**Problem requirements**
Each entry should be quoted word for word, including every mark of punctuation.

**Data provided**
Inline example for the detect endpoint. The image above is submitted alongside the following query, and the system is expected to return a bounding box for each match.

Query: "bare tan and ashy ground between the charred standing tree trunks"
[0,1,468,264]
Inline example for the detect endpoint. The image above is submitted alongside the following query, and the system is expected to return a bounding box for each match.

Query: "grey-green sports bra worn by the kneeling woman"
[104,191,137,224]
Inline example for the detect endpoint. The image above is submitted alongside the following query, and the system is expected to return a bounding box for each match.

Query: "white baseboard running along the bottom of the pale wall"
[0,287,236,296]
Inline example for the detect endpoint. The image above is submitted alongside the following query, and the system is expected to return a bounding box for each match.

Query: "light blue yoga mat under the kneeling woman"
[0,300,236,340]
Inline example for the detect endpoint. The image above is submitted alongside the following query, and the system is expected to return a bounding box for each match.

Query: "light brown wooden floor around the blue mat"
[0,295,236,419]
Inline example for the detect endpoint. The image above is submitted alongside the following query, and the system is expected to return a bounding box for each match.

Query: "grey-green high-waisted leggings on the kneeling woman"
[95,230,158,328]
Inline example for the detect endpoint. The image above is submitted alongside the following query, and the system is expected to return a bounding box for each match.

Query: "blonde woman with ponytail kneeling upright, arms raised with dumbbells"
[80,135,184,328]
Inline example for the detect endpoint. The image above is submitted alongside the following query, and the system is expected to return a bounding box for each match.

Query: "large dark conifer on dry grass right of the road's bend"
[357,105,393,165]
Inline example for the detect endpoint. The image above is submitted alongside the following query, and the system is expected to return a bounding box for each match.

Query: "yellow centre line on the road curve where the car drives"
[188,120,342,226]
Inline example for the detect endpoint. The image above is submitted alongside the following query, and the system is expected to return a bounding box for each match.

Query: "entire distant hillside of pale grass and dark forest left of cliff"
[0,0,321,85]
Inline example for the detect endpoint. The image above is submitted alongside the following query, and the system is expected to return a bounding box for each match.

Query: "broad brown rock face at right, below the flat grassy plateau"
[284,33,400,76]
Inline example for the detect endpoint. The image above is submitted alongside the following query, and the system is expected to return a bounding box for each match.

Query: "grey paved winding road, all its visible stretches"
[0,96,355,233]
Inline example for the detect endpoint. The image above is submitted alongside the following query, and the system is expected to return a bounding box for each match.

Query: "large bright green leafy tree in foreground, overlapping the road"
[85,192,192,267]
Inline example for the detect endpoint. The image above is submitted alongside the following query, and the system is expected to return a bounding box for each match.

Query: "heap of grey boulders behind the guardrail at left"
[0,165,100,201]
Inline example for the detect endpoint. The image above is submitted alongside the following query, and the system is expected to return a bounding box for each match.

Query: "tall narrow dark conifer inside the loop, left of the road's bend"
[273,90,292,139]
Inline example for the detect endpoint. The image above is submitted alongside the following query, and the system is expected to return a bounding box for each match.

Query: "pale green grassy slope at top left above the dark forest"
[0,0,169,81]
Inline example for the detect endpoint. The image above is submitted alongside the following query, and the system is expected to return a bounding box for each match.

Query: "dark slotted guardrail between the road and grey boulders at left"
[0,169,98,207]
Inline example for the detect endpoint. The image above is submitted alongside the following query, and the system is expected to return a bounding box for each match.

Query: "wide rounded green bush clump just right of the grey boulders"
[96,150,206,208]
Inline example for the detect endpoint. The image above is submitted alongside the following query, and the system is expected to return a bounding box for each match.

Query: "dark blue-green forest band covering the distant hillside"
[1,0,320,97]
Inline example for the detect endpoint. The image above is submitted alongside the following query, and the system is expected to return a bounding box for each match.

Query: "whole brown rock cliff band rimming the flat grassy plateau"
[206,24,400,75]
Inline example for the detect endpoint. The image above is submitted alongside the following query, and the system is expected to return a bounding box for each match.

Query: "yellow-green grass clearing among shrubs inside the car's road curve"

**Response below**
Inline example for the detect endpoint. The image above is submitted alongside the following query, and the system is expected to return a bounding box for each match.

Query: "bare tan and ashy ground between the charred standing tree trunks"
[0,1,468,264]
Inline example for the detect endpoint. The image above is submitted alongside the following query, and the system is expected to return a bounding box for each match.

Query: "grey-green sports bra worn by the kneeling woman"
[104,191,137,224]
Inline example for the detect endpoint. The image above is submitted alongside the following query, and the system is expected to return a bounding box for each match.

Query: "white baseboard running along the bottom of the pale wall"
[0,287,236,296]
Inline example for the detect endpoint. The image above is submitted alongside the following query, and the system is expected to return a bounding box for each match.

Query: "light blue yoga mat under the kneeling woman"
[0,300,236,340]
Inline example for the detect endpoint. The image above is submitted alongside the following query, and the system is expected to return a bounding box for each match.

Query: "light brown wooden floor around the blue mat"
[0,295,236,419]
Inline example for the detect endpoint. The image above is submitted alongside the following query, and the system is expected to return a bounding box for each match.

Query: "grey-green high-waisted leggings on the kneeling woman"
[95,230,158,328]
Inline example for the detect endpoint. The image above is submitted alongside the following query, and the system is expected to return a bounding box for each match.

Query: "blonde woman with ponytail kneeling upright, arms raised with dumbbells"
[80,135,184,328]
Inline example for the detect endpoint. The image above is submitted alongside the following query, and the system is expected to return a bounding box for each match.

Query: "large dark conifer on dry grass right of the road's bend"
[357,105,393,165]
Inline example for the detect endpoint. The image above is submitted alongside the following query, and the system is expected to return a bounding box for each match.

Query: "yellow centre line on the road curve where the car drives"
[188,120,342,226]
Inline example for the detect endpoint. The image above is submitted alongside the following query, and the system is expected to return a bounding box for each match.

Query: "entire distant hillside of pale grass and dark forest left of cliff"
[0,0,321,85]
Inline example for the detect endpoint. The image above is submitted alongside the following query, and the system is expected to return a bounding box for each match.

Query: "broad brown rock face at right, below the flat grassy plateau"
[284,33,400,76]
Inline example for the detect endpoint. The image above is submitted alongside the following query, and the system is expected to return a bounding box for each match.

Query: "grey paved winding road, all its visible stretches"
[0,96,355,233]
Inline example for the detect endpoint. The image above is submitted alongside the following query, and the system is expected to return a bounding box for each match.

Query: "large bright green leafy tree in foreground, overlapping the road"
[85,192,192,267]
Inline example for the detect endpoint. The image above is submitted alongside the following query, and the system is expected to return a bounding box for each match.

Query: "heap of grey boulders behind the guardrail at left"
[0,165,100,201]
Inline example for the detect endpoint. The image above is submitted alongside the following query, and the system is expected to return a bounding box for each match.

Query: "tall narrow dark conifer inside the loop, left of the road's bend"
[273,90,292,139]
Inline example for the detect endpoint. The image above is submitted alongside the following query, and the system is expected to return a bounding box for each match.

Query: "pale green grassy slope at top left above the dark forest"
[0,0,169,81]
Inline example for the detect endpoint. The image above is submitted alongside the following query, and the system is expected to return a bounding box for each match.

Query: "dark slotted guardrail between the road and grey boulders at left"
[0,169,98,207]
Inline example for the detect endpoint. The image above is submitted alongside the following query, and the system is expected to return a bounding box for each match.

Query: "wide rounded green bush clump just right of the grey boulders"
[96,150,206,208]
Inline example for the detect endpoint. The image above is submitted alongside the following query, and the system is expected to return a bounding box for each match.

Query: "dark blue-green forest band covering the distant hillside"
[1,0,320,97]
Inline example for the detect endpoint. The image above is submitted alongside the following query, and the system is expected to return a bounding box for each match.

Query: "whole brown rock cliff band rimming the flat grassy plateau"
[206,24,400,75]
Inline example for the detect endpoint. The image above is submitted alongside the following query, and the system is expected to return a bounding box for each match.

Query: "yellow-green grass clearing among shrubs inside the car's road curve"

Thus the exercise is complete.